::: Excerpt provided
We're all addicted to government programs. And we all know addictions aren't good. Let's break the government habit. Who's with me?

Friday, February 11, 2011

Egypt

So I thought it was high time that I say something on this subject, since its been going on for weeks now.

I've heard some interesting things from both sides. The Republicans, as always, are taking the opposite side from President Obama. The President apparently decided it would look good politically, and earn us more friends, if he gave a nod to the "rioting masses" in Egypt. Since then, I've seen numerous Facebook comments from Republican friends saying something to the effect that Obama is stupid, Egypt should quell the uprising with deadly force, and that the people of Egypt should stop trying to contest the government.

A couple problems with that, Yoda has.

*ahem* Number one, you didn't see this kind of lay-down-and-take-it attitude when the communist government in China was blasting unarmed protesters in Tiananmen Square some years ago. Then, uprisings were wonderful. Uprisings such as that, movements of the people should be honored!

Number two, I think those people are forgetting their own country's heritage. People, America was founded on rabble rousers who formed...an uprising. And were none too quiet about it, either. They like, had guns. And were shooting people. Yeah.

So, to put it succinctly- Egypt's people have the right, just like all humanity, to choose their leaders. Isn't that one of the trademarks of the "American tradition?" Since Mubarak is a repressive dictator by all accounts, our wish to keep him in office is nothing more than the selective "freedom" we like to enforce. And as Mubarak wouldn't leave office quietly, the Egyptian people are doing their level best to make their intent and wishes known.

As to Egypt being a threat to us...what's changed, again? Get used to the fact that people don't like us, and it's probably because of us. That's how the world works.

Monday, November 22, 2010

In the Name of Safety

I'm sick of this subject. Which is why I'm going to proceed to rant about it for a minute. Or more.
I love how much is done in the name of "safety." We have to be "safe." After all, we wouldn't want to be...uh....unsafe, right?! It's for the children! So that they can...uh...well, be seen naked by creepy TSA people you can't see! Yeah! Save the children from...

Inept and slightly stupid terrorists. Who won't even blow up their own seats. I'm not sure why I should be scared of that. But okay.
::::::
::: Data
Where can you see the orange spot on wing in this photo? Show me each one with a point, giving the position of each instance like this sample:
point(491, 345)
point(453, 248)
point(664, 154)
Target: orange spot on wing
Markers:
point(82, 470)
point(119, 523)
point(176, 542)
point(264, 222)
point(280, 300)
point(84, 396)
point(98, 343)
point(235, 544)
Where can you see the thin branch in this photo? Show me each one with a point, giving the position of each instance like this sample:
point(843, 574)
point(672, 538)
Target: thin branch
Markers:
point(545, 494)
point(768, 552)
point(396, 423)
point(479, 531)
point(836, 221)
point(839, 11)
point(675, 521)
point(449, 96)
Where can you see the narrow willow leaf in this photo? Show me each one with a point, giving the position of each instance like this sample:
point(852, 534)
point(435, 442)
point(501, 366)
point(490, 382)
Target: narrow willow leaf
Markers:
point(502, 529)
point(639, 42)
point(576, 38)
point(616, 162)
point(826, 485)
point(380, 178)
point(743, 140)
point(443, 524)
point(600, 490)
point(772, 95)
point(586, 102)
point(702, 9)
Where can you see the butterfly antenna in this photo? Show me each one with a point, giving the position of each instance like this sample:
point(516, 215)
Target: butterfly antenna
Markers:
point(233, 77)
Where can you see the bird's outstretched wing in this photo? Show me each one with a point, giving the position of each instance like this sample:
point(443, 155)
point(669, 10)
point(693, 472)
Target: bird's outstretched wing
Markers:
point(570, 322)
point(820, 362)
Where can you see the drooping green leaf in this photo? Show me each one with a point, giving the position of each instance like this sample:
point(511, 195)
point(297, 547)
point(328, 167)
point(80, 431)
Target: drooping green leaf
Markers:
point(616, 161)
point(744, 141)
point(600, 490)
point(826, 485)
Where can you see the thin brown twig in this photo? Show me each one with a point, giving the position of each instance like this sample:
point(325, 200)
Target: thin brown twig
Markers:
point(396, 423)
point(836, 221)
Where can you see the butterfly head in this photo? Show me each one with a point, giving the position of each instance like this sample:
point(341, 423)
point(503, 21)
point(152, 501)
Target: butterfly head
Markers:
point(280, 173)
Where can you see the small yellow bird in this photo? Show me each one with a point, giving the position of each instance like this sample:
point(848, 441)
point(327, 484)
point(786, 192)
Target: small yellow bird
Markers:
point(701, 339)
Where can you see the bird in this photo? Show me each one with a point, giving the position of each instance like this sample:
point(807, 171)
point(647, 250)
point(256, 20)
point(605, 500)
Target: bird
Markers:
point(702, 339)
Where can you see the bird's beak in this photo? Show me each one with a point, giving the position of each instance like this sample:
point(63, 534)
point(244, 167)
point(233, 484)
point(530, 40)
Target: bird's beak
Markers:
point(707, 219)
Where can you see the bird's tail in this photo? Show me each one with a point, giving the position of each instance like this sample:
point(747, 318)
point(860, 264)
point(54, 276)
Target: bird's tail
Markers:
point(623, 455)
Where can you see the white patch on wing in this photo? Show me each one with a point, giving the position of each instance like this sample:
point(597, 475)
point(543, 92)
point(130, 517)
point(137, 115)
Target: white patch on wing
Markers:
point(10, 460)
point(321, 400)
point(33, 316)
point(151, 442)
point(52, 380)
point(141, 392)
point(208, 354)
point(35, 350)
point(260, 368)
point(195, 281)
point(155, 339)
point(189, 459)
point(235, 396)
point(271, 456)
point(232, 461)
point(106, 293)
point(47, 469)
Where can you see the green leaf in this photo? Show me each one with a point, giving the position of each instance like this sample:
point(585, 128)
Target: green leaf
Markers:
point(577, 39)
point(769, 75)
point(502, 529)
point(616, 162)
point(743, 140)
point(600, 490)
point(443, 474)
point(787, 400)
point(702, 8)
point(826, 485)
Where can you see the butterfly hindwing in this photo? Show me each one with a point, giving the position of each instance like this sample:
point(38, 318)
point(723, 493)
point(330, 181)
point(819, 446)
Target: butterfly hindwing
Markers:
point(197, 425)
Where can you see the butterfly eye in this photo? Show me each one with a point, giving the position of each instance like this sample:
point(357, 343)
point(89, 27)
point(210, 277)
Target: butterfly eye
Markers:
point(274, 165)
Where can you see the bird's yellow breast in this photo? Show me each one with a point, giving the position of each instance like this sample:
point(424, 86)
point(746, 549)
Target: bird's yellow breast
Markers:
::::::
In the blog excerpt:
1. What date is given for the post titled "Egypt"?
2. Where were unarmed protesters fired on by China's communist government?
3. According to "In the Name of Safety," who might see children naked?
The records come from a different source than the text.

Result of this task:
1. Friday, February 11, 2011
2. Tiananmen Square
3. Creepy TSA people you can't see